- [筆記課題 A]:
記録のうち、「Reviewer note: confirm that every instance of the milk」を含む行から「<point>141,310</point>」を含む行までを、両端の行も含めて一字一句変えずにもう一度書き出せ。

たまごまごごはん

たまごまごのたまごなひとことメモ

女子高生よ、3分の舞台のために輝け!「チェルシー」

買った後コミケ準備で積みっぱなしにしていた「チェルシー」を最近やっと読んだんですが、これはやられた。めちゃめちゃ面白い!
ぱっと見た目何の漫画かさっぱりわからなかったんです。うん。*1
これ、女子高生仲良し4人組が、↓この一言で高校生活をがらっと変えて行く様子を描いた作品です。

お笑いか!
そう、最初は唐突。
で、お笑いにしては4人組って珍しいですし、表紙にあえてボケとツッコミのような図柄を持ってくるのが定番ですが、そうしなかったのは英断。そこがこの作品のメインではないからです。
ゆる系かと思いきやそうではない。萌え系かと思いきやそうでもない。
最初はゆるゆるな時間を送る4人+αを描いたおきらくコメディなんです多分に漏れず。
しかし後半に進むにつれて一つの目標に向かって4人が邁進し、ガチで取り組み加速、最後に思いっきり昇華されるんだもの、びっくりだよ!
「のんびりコメディ」とか「お笑いギャグ」というよりも、一回しかない青春を3分とか1分の舞台にかける少女達の群像劇に仕上がっているんです。
 

●何か、したい●

メインヒロインは表紙の4人組。真ん中の元気なのがユキ、黒髪がサチ、金髪ショートがシノブで、めがねがユウ。
最初はキャラがいっぺんに出てくるので一瞬混乱するかもしれませんが、性格の書き分けが非常にうまいのですぐに慣れます。見た目と台詞だけでなく、行動や仕草が4人とも別なので見分けるのが簡単なんです。
この4人がひょんなこと…というかユキの唐突な思いつきから4人組お笑いチームを組むことになります。
 
最初はすっごいぐだぐだなんです。

- [抽出資料]:
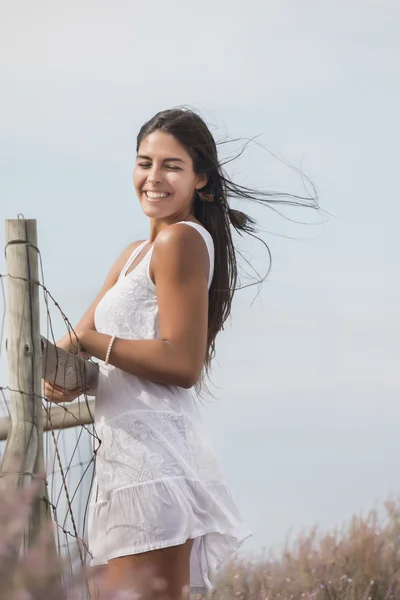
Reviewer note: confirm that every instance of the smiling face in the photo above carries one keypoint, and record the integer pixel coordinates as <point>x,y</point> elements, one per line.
<point>164,179</point>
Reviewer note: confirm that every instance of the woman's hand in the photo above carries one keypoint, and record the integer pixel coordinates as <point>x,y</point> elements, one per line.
<point>56,394</point>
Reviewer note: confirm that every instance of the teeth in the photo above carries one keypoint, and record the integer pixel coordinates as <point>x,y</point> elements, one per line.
<point>155,195</point>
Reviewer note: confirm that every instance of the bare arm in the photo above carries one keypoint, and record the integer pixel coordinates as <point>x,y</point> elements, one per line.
<point>180,267</point>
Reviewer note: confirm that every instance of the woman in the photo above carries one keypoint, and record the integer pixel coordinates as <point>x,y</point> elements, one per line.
<point>159,498</point>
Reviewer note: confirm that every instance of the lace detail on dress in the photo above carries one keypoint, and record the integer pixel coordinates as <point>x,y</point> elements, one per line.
<point>130,308</point>
<point>146,446</point>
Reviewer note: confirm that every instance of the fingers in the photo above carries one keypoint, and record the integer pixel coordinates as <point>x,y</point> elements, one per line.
<point>56,394</point>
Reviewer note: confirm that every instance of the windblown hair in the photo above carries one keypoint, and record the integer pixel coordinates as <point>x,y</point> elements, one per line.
<point>217,217</point>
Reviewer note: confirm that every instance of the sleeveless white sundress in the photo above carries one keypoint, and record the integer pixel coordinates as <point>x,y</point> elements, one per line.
<point>157,482</point>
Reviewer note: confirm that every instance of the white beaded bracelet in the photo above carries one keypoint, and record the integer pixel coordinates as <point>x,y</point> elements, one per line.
<point>109,349</point>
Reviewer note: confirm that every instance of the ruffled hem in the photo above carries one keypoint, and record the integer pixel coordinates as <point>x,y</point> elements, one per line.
<point>167,513</point>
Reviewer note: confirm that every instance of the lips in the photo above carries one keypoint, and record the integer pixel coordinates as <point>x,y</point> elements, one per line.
<point>156,195</point>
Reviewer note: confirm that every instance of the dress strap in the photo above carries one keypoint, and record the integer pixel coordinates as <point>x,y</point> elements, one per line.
<point>131,259</point>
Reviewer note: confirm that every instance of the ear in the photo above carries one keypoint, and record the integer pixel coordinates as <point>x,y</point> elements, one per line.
<point>202,180</point>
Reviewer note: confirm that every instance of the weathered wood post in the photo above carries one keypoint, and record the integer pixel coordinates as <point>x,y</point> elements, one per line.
<point>23,459</point>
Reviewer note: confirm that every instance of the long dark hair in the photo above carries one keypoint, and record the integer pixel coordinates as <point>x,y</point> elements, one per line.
<point>216,216</point>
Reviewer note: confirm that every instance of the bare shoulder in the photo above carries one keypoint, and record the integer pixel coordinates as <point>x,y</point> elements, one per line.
<point>179,236</point>
<point>180,247</point>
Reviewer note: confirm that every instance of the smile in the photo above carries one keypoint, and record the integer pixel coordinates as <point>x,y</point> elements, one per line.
<point>156,195</point>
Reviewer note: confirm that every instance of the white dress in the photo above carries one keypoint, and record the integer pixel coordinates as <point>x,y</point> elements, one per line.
<point>157,481</point>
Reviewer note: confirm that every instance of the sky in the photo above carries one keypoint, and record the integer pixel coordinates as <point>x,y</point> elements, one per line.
<point>305,418</point>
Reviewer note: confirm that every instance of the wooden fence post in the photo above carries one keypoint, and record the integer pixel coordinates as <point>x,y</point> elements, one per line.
<point>23,458</point>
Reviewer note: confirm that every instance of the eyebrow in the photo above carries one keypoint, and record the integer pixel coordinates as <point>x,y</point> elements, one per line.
<point>170,159</point>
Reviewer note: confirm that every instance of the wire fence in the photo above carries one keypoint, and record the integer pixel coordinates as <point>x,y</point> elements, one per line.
<point>69,445</point>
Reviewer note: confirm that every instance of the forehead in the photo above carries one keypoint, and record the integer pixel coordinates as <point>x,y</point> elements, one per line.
<point>162,145</point>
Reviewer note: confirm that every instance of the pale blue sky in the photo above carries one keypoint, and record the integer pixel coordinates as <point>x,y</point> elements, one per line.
<point>306,424</point>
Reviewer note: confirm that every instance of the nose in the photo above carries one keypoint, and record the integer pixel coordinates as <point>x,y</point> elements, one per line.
<point>153,176</point>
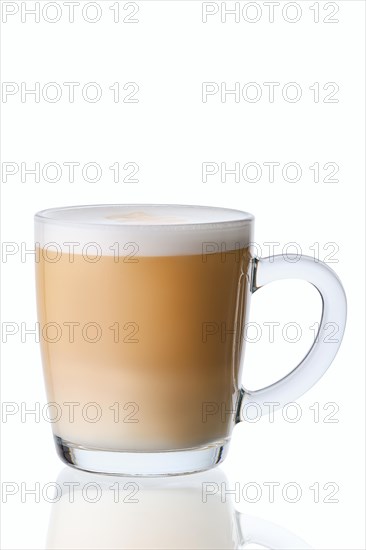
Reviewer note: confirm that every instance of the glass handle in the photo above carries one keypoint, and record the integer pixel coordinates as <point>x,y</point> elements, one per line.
<point>262,532</point>
<point>324,348</point>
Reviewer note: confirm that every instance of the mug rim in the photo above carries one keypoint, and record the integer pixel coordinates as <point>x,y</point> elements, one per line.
<point>48,216</point>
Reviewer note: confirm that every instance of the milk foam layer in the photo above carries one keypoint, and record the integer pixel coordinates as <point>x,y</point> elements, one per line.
<point>149,230</point>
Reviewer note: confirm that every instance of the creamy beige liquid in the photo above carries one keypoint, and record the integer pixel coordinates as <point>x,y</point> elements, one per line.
<point>148,350</point>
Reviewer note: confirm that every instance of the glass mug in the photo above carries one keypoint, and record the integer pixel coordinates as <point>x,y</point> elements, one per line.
<point>142,310</point>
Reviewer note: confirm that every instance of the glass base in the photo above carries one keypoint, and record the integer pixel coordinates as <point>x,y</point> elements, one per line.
<point>160,463</point>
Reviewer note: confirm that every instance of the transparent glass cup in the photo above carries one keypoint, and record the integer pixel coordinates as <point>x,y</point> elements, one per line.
<point>142,310</point>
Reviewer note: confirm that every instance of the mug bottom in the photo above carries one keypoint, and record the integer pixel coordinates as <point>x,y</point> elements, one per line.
<point>160,463</point>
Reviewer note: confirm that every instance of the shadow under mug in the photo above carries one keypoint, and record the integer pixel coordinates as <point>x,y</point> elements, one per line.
<point>96,512</point>
<point>142,310</point>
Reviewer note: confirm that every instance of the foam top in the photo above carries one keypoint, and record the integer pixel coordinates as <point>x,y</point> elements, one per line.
<point>155,229</point>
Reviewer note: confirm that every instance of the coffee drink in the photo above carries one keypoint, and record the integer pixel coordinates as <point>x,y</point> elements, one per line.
<point>141,310</point>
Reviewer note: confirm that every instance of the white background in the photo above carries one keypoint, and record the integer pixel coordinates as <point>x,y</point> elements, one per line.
<point>169,133</point>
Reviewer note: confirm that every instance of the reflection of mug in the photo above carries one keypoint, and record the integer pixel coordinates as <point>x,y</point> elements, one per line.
<point>105,512</point>
<point>142,311</point>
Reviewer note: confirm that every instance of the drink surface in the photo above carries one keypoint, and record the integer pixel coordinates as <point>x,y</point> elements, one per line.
<point>141,309</point>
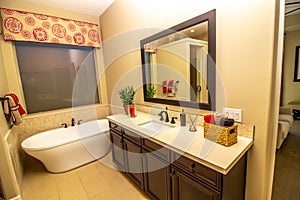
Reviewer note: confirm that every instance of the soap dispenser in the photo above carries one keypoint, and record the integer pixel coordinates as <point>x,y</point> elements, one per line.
<point>182,118</point>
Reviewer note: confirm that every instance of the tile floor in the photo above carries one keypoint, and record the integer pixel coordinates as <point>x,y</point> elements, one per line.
<point>94,181</point>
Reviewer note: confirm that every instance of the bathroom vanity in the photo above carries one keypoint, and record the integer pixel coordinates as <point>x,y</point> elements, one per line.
<point>170,162</point>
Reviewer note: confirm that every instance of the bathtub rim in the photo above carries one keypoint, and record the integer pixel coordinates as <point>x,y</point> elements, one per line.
<point>61,142</point>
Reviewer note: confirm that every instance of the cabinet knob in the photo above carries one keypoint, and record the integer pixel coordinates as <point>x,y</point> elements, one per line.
<point>192,166</point>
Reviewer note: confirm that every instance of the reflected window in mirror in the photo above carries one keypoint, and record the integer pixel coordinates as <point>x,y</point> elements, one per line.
<point>179,64</point>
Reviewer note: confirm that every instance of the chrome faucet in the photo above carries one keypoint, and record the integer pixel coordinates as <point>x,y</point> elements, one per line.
<point>162,117</point>
<point>73,122</point>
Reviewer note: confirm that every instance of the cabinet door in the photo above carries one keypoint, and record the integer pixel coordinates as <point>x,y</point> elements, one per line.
<point>184,187</point>
<point>156,176</point>
<point>134,162</point>
<point>117,150</point>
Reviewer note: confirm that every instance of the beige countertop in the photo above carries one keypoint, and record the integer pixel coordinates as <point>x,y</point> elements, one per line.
<point>192,144</point>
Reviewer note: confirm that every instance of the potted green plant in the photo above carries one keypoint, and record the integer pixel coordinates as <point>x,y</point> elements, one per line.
<point>127,96</point>
<point>151,91</point>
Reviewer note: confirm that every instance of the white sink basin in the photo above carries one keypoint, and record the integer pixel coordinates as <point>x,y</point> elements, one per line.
<point>155,126</point>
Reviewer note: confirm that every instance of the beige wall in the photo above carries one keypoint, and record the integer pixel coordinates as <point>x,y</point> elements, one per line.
<point>292,39</point>
<point>245,63</point>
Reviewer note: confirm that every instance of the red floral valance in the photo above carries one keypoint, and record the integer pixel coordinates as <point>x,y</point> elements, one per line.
<point>27,26</point>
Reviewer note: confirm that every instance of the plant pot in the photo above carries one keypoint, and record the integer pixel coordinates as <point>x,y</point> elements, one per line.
<point>132,110</point>
<point>126,108</point>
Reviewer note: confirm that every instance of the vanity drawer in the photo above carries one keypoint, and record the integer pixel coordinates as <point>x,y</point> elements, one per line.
<point>133,137</point>
<point>115,127</point>
<point>199,171</point>
<point>157,149</point>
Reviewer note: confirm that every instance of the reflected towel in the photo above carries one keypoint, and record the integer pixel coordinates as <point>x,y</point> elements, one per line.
<point>170,86</point>
<point>165,85</point>
<point>13,109</point>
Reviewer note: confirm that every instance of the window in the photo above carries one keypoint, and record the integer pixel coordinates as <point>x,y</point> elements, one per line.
<point>56,76</point>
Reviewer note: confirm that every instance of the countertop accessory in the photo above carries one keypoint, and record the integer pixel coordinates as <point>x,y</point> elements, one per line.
<point>193,127</point>
<point>226,136</point>
<point>182,118</point>
<point>173,120</point>
<point>226,122</point>
<point>209,118</point>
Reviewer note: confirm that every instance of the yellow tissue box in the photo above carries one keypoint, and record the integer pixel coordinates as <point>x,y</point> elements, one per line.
<point>226,136</point>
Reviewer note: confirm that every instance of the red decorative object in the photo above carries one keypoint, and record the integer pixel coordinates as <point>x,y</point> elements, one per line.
<point>132,110</point>
<point>13,25</point>
<point>55,19</point>
<point>80,23</point>
<point>93,35</point>
<point>26,34</point>
<point>41,17</point>
<point>40,34</point>
<point>58,30</point>
<point>209,119</point>
<point>55,41</point>
<point>22,12</point>
<point>30,21</point>
<point>83,31</point>
<point>46,25</point>
<point>79,38</point>
<point>71,27</point>
<point>9,36</point>
<point>68,38</point>
<point>34,27</point>
<point>8,11</point>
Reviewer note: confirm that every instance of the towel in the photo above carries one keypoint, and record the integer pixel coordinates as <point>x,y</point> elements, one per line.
<point>13,110</point>
<point>170,86</point>
<point>165,85</point>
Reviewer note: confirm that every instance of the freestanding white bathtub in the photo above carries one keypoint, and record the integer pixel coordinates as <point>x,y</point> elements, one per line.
<point>64,149</point>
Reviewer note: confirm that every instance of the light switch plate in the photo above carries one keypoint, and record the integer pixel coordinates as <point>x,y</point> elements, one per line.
<point>233,113</point>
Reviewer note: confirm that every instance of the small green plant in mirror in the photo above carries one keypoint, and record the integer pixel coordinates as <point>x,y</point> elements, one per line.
<point>127,95</point>
<point>151,91</point>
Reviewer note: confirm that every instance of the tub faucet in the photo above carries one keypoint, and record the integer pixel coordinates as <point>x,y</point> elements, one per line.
<point>73,122</point>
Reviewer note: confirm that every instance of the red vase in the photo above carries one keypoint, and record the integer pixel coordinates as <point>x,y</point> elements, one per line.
<point>132,110</point>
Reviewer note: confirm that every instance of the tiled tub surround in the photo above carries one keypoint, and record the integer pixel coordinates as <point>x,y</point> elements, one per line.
<point>191,144</point>
<point>39,122</point>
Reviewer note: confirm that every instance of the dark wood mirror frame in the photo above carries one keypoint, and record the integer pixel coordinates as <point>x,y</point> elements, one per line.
<point>297,65</point>
<point>211,61</point>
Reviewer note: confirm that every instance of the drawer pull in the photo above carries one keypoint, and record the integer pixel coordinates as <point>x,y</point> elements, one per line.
<point>192,166</point>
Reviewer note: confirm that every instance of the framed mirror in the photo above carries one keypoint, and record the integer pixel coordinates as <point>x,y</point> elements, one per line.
<point>297,65</point>
<point>179,64</point>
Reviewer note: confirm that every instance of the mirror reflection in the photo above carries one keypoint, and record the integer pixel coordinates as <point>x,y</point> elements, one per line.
<point>177,64</point>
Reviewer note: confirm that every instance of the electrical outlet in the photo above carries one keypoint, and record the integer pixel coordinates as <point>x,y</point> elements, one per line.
<point>233,113</point>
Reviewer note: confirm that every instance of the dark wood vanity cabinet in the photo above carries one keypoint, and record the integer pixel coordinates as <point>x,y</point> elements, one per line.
<point>116,138</point>
<point>185,186</point>
<point>156,170</point>
<point>133,157</point>
<point>166,175</point>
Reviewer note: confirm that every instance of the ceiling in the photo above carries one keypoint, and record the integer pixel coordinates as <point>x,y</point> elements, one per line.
<point>292,7</point>
<point>90,7</point>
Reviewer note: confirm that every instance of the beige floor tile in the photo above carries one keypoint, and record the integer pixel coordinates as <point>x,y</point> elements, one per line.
<point>40,186</point>
<point>92,180</point>
<point>132,194</point>
<point>107,195</point>
<point>70,187</point>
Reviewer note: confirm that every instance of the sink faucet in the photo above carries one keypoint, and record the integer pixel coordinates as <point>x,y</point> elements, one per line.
<point>73,122</point>
<point>162,117</point>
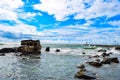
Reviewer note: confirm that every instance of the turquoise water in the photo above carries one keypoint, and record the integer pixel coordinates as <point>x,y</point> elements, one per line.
<point>54,66</point>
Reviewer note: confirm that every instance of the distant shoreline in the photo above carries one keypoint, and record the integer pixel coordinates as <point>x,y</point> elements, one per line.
<point>104,45</point>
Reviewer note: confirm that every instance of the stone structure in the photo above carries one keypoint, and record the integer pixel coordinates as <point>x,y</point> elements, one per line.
<point>30,46</point>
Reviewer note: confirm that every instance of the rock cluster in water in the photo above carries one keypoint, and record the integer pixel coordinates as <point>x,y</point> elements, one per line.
<point>106,59</point>
<point>27,47</point>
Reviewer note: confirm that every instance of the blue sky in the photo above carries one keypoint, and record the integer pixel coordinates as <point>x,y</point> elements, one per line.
<point>61,21</point>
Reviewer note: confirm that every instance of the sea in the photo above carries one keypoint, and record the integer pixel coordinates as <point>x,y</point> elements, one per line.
<point>54,65</point>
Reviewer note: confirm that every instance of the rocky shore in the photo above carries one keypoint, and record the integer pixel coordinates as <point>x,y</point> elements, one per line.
<point>27,47</point>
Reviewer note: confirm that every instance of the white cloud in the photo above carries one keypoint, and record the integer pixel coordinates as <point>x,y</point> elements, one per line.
<point>10,4</point>
<point>28,15</point>
<point>115,23</point>
<point>63,8</point>
<point>8,9</point>
<point>21,28</point>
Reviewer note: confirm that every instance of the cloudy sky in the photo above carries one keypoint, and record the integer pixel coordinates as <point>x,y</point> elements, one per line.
<point>60,21</point>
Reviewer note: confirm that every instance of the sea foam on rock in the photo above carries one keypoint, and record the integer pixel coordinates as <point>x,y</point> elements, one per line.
<point>27,47</point>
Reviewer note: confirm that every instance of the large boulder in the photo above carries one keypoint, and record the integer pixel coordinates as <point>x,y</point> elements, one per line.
<point>102,50</point>
<point>110,60</point>
<point>57,50</point>
<point>95,64</point>
<point>117,48</point>
<point>105,54</point>
<point>30,46</point>
<point>82,75</point>
<point>47,49</point>
<point>7,50</point>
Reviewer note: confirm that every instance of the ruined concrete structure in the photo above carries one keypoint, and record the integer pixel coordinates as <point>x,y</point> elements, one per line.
<point>30,46</point>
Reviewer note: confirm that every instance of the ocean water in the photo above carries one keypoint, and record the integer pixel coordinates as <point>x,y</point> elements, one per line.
<point>56,65</point>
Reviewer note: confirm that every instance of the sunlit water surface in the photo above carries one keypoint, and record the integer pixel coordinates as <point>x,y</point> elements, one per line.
<point>55,65</point>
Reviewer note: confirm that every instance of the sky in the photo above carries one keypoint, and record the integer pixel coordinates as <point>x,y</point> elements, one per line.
<point>61,21</point>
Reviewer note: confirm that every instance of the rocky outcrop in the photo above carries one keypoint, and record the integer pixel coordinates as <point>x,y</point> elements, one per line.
<point>95,64</point>
<point>8,50</point>
<point>105,54</point>
<point>102,50</point>
<point>81,74</point>
<point>57,50</point>
<point>117,48</point>
<point>47,49</point>
<point>110,60</point>
<point>30,46</point>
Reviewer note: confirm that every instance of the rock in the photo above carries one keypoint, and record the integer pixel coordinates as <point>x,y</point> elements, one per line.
<point>105,54</point>
<point>117,48</point>
<point>47,49</point>
<point>2,54</point>
<point>98,60</point>
<point>57,50</point>
<point>84,77</point>
<point>7,50</point>
<point>110,60</point>
<point>83,53</point>
<point>96,56</point>
<point>81,66</point>
<point>81,75</point>
<point>102,50</point>
<point>30,47</point>
<point>95,64</point>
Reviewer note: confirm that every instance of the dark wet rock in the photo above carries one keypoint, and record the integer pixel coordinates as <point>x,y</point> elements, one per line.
<point>57,50</point>
<point>7,50</point>
<point>84,77</point>
<point>98,60</point>
<point>81,75</point>
<point>47,49</point>
<point>95,64</point>
<point>96,56</point>
<point>83,53</point>
<point>117,48</point>
<point>110,60</point>
<point>110,53</point>
<point>102,50</point>
<point>105,54</point>
<point>2,54</point>
<point>30,47</point>
<point>82,66</point>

- [筆記課題 B]:
「チェルシー」の紹介文について、次の問いに答えよ。
(i) 筆者は「チェルシー」を買った後、何の準備のために読まずに積んでいたか。
(ii) 表紙の4人組のうち、めがねをかけているのは誰か。
(iii) 4人組のお笑いチームは、誰の唐突な思いつきから組まれることになるか。

- [模範解答 A]:
Reviewer note: confirm that every instance of the milk foam layer in the photo above carries one keypoint, and record the integer pixel coordinates as <point>x,y</point> elements, one per line.
<point>149,230</point>
Reviewer note: confirm that every instance of the creamy beige liquid in the photo above carries one keypoint, and record the integer pixel coordinates as <point>x,y</point> elements, one per line.
<point>148,350</point>
Reviewer note: confirm that every instance of the glass mug in the photo above carries one keypoint, and record the integer pixel coordinates as <point>x,y</point> elements, one per line.
<point>142,310</point>
Reviewer note: confirm that every instance of the glass base in the photo above carries one keypoint, and record the integer pixel coordinates as <point>x,y</point> elements, one per line.
<point>160,463</point>
Reviewer note: confirm that every instance of the transparent glass cup in the photo above carries one keypoint, and record the integer pixel coordinates as <point>x,y</point> elements, one per line.
<point>142,310</point>
Reviewer note: confirm that every instance of the mug bottom in the photo above carries one keypoint, and record the integer pixel coordinates as <point>x,y</point> elements, one per line.
<point>160,463</point>
Reviewer note: confirm that every instance of the shadow under mug in the photo above carries one keypoint, and record the integer pixel coordinates as <point>x,y</point> elements, one per line.
<point>96,512</point>
<point>142,310</point>
Reviewer note: confirm that every instance of the foam top in the photo above carries one keypoint, and record the integer pixel coordinates as <point>x,y</point> elements, one per line.
<point>155,229</point>
Reviewer note: confirm that every instance of the coffee drink in the photo above carries one keypoint, and record the integer pixel coordinates as <point>x,y</point> elements, one per line.
<point>141,310</point>

- [模範解答 B]:
(i) コミケ準備のため。
(ii) ユウ。
(iii) ユキ。